▸ AUFGABE 1
Ordne die Zeilen nach dem Text als JSON-Liste von Strings an, beginnend mit der Zeile, die „Note: spot the white pillow“ enthält, und endend mit der letzten Zeile, beide eingeschlossen. Pro Zeile ein String, ohne Leerzeilen und ohne die Bilder.

****************

Ernüchternder erwiesen sich jedoch die Befunde bezüglich des Zusammenhangs zum moralischen Handeln der Teilnehmer. Blasi (1980) berichtet, dass sich allenfalls mäßig hohe Zusammenhänge aufzeigen lassen. Möglicherweise bedarf es mehr als einer Änderung des moralischen Denkens und Wissens, um das menschliche Handeln in bedeutsamer Weise zu modifizieren. Einen wichtigen Hinweis auf Aspekte, denen diesbezüglich eine große Bedeutung zukommen könnte und die in der kognitivistischen Tradition vernachlässigt worden sind, geben die Arbeiten zu moralischen Emotionen.

****************

▸ AUFGABE 2
Schreib aus dem Text über moralisches Handeln Wort für Wort ab, beginnend bei „Ernüchternder erwiesen sich“ und endend bei „zu moralischen Emotionen.“.

▸ VORLIEGENDE ZEILEN

****************

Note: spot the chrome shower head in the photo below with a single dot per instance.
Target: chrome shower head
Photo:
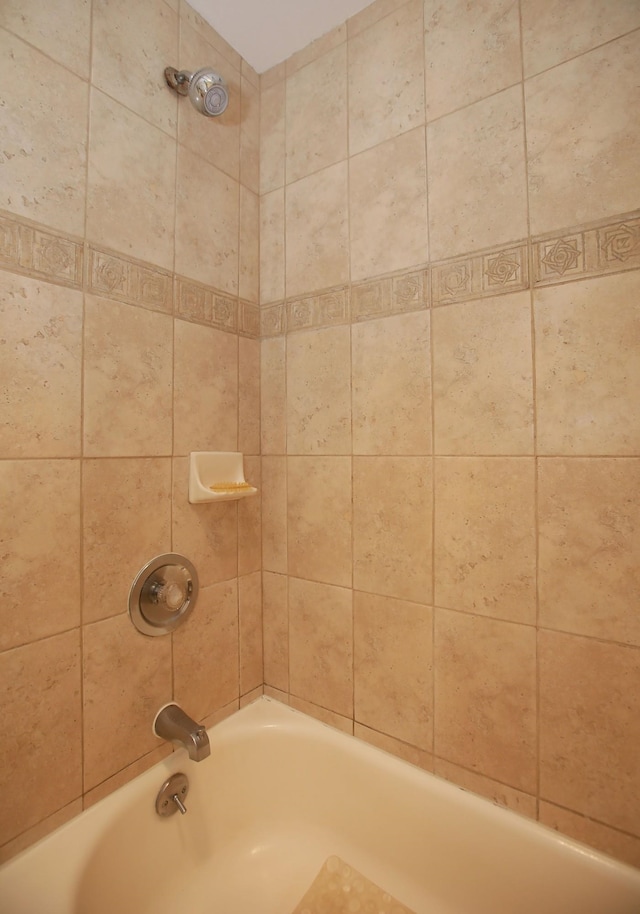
(206, 89)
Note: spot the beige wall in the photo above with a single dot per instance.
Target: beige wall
(128, 338)
(450, 244)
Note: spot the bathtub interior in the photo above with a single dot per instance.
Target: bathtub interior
(280, 794)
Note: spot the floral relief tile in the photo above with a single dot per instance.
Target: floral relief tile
(389, 56)
(44, 158)
(319, 518)
(211, 633)
(206, 248)
(316, 121)
(393, 654)
(127, 379)
(145, 35)
(40, 685)
(589, 541)
(40, 370)
(485, 549)
(317, 234)
(587, 370)
(483, 38)
(579, 165)
(483, 376)
(388, 206)
(477, 182)
(275, 615)
(485, 697)
(117, 718)
(590, 728)
(321, 645)
(120, 533)
(391, 386)
(554, 31)
(392, 526)
(318, 392)
(133, 162)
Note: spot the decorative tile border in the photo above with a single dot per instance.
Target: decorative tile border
(25, 248)
(33, 250)
(495, 272)
(134, 283)
(609, 247)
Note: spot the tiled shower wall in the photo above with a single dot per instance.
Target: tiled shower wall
(129, 324)
(450, 291)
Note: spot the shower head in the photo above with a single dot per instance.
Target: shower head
(206, 89)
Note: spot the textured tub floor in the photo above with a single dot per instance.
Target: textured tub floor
(339, 888)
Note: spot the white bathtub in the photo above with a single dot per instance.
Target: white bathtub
(279, 794)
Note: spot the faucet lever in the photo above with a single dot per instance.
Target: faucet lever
(171, 723)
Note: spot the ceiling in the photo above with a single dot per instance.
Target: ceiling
(266, 32)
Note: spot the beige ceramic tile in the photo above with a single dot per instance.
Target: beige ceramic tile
(273, 396)
(371, 14)
(40, 685)
(250, 521)
(391, 390)
(132, 44)
(393, 655)
(250, 621)
(321, 645)
(581, 167)
(272, 246)
(249, 396)
(392, 526)
(250, 135)
(44, 144)
(587, 367)
(206, 533)
(40, 369)
(319, 519)
(337, 721)
(249, 257)
(553, 31)
(205, 389)
(319, 392)
(485, 697)
(589, 578)
(121, 530)
(484, 40)
(388, 206)
(274, 514)
(500, 794)
(485, 550)
(216, 139)
(62, 32)
(40, 537)
(317, 234)
(386, 78)
(211, 634)
(483, 376)
(275, 617)
(131, 162)
(272, 137)
(316, 118)
(477, 185)
(590, 728)
(407, 753)
(127, 679)
(127, 380)
(206, 246)
(607, 840)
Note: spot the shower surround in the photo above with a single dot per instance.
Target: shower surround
(438, 212)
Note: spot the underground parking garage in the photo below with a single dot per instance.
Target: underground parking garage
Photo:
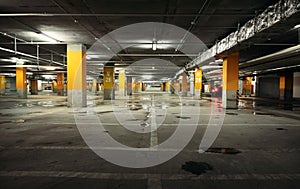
(149, 94)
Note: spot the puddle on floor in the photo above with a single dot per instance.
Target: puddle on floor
(105, 112)
(281, 129)
(196, 168)
(231, 113)
(223, 150)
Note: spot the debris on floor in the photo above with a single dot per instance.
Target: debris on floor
(223, 150)
(196, 168)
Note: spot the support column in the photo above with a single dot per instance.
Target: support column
(122, 83)
(288, 90)
(76, 75)
(192, 84)
(108, 83)
(230, 81)
(247, 86)
(129, 85)
(168, 86)
(21, 83)
(34, 87)
(2, 85)
(60, 84)
(198, 82)
(54, 86)
(94, 86)
(184, 85)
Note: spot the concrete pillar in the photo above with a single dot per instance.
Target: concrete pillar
(288, 90)
(54, 86)
(247, 86)
(2, 85)
(21, 83)
(230, 81)
(184, 85)
(129, 85)
(94, 86)
(34, 87)
(60, 84)
(198, 82)
(76, 75)
(168, 87)
(122, 83)
(108, 83)
(192, 88)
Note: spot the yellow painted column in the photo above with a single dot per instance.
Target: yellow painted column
(60, 84)
(76, 75)
(230, 80)
(288, 90)
(21, 82)
(168, 86)
(34, 87)
(2, 85)
(94, 86)
(184, 85)
(54, 86)
(140, 86)
(129, 85)
(108, 83)
(198, 82)
(122, 83)
(247, 86)
(281, 87)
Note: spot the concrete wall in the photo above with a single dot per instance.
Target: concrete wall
(296, 88)
(268, 87)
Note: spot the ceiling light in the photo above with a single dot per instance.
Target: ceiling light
(297, 26)
(154, 45)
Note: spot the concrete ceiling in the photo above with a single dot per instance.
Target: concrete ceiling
(86, 21)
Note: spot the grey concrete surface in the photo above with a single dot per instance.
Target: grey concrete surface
(41, 147)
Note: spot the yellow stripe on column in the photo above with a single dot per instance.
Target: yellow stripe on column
(76, 66)
(21, 78)
(2, 84)
(230, 81)
(231, 72)
(198, 79)
(76, 75)
(21, 82)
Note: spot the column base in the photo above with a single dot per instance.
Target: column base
(60, 92)
(22, 93)
(34, 92)
(2, 91)
(229, 99)
(77, 98)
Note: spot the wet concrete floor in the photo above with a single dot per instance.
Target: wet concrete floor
(42, 147)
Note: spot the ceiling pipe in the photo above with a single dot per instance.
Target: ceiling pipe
(292, 51)
(29, 56)
(118, 15)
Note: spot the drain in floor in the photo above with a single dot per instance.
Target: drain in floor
(223, 150)
(196, 168)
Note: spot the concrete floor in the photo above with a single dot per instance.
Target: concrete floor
(41, 146)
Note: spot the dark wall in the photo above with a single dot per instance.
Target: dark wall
(268, 87)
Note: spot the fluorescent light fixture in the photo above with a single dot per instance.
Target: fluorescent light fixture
(154, 45)
(297, 26)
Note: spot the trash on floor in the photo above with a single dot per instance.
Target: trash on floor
(223, 150)
(196, 168)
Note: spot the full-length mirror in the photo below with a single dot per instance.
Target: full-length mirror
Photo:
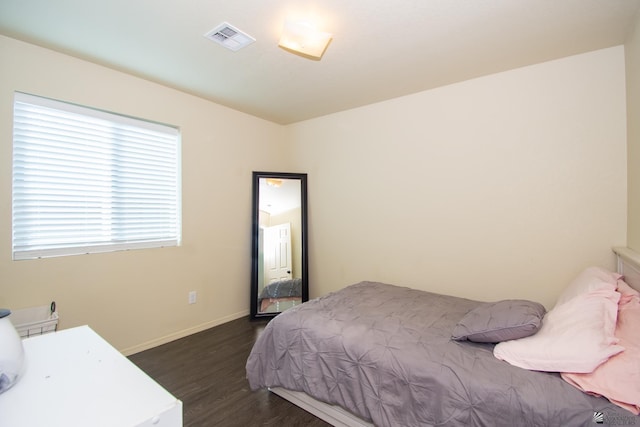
(279, 276)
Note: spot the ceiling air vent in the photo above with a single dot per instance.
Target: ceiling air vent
(229, 36)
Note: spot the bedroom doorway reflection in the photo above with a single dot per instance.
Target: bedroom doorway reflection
(279, 268)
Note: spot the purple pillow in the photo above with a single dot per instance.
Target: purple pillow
(500, 321)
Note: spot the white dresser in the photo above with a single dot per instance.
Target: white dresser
(75, 378)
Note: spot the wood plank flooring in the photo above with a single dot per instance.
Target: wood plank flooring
(207, 372)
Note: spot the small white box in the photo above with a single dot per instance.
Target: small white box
(35, 320)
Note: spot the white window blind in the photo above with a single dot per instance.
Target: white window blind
(87, 181)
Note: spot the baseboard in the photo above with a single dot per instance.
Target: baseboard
(181, 334)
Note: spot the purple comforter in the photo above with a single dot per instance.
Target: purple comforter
(385, 354)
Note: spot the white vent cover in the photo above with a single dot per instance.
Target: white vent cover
(229, 36)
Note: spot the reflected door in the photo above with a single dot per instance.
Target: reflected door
(279, 276)
(277, 253)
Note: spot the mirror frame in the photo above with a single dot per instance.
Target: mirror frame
(255, 224)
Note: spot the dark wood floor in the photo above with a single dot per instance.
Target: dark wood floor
(207, 372)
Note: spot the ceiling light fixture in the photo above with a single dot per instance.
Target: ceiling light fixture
(302, 38)
(274, 182)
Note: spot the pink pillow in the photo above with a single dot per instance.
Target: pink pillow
(576, 336)
(591, 279)
(618, 379)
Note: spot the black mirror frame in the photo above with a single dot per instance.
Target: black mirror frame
(255, 232)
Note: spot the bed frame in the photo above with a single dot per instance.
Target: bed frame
(628, 264)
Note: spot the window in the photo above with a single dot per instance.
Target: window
(87, 181)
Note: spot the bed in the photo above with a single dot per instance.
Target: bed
(378, 354)
(280, 295)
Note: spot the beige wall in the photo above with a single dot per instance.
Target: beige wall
(499, 187)
(504, 186)
(139, 298)
(632, 55)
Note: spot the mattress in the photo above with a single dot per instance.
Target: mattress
(385, 354)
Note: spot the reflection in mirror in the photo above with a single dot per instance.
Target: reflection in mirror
(279, 259)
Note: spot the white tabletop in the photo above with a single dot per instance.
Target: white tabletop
(75, 378)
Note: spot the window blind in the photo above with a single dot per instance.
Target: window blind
(87, 181)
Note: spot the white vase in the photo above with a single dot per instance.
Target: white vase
(11, 352)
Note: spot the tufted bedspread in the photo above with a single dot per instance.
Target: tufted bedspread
(385, 354)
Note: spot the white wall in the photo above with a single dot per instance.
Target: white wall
(632, 56)
(139, 298)
(504, 186)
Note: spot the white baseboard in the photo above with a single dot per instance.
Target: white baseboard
(181, 334)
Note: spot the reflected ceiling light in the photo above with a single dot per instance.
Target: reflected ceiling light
(302, 38)
(274, 182)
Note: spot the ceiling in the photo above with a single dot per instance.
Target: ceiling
(381, 49)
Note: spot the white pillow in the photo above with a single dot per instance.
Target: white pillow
(591, 279)
(576, 336)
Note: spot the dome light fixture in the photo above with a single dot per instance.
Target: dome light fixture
(303, 39)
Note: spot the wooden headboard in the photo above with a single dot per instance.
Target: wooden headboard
(629, 265)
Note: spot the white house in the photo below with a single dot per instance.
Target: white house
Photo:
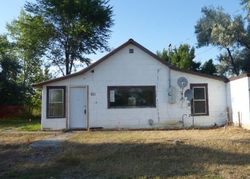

****************

▸ LÖSUNGSWEG 1
[
  "Note: spot the white pillow in the photo above with a single dot per instance.",
  "Target: white pillow",
  "(591, 279)",
  "(576, 336)",
  "Note: spot the dome light fixture in the photo above with a single dot per instance.",
  "Target: dome light fixture",
  "(303, 39)",
  "Note: spot the wooden headboard in the photo above with a single dot per instance.",
  "Target: wooden headboard",
  "(629, 265)",
  "Note: spot the white house in the photo below with a single dot per instance.",
  "Target: white house",
  "Photo:"
]

▸ LÖSUNGSWEG 2
Ernüchternder erwiesen sich jedoch die Befunde bezüglich des Zusammenhangs zum moralischen Handeln der Teilnehmer. Blasi (1980) berichtet, dass sich allenfalls mäßig hohe Zusammenhänge aufzeigen lassen. Möglicherweise bedarf es mehr als einer Änderung des moralischen Denkens und Wissens, um das menschliche Handeln in bedeutsamer Weise zu modifizieren. Einen wichtigen Hinweis auf Aspekte, denen diesbezüglich eine große Bedeutung zukommen könnte und die in der kognitivistischen Tradition vernachlässigt worden sind, geben die Arbeiten zu moralischen Emotionen.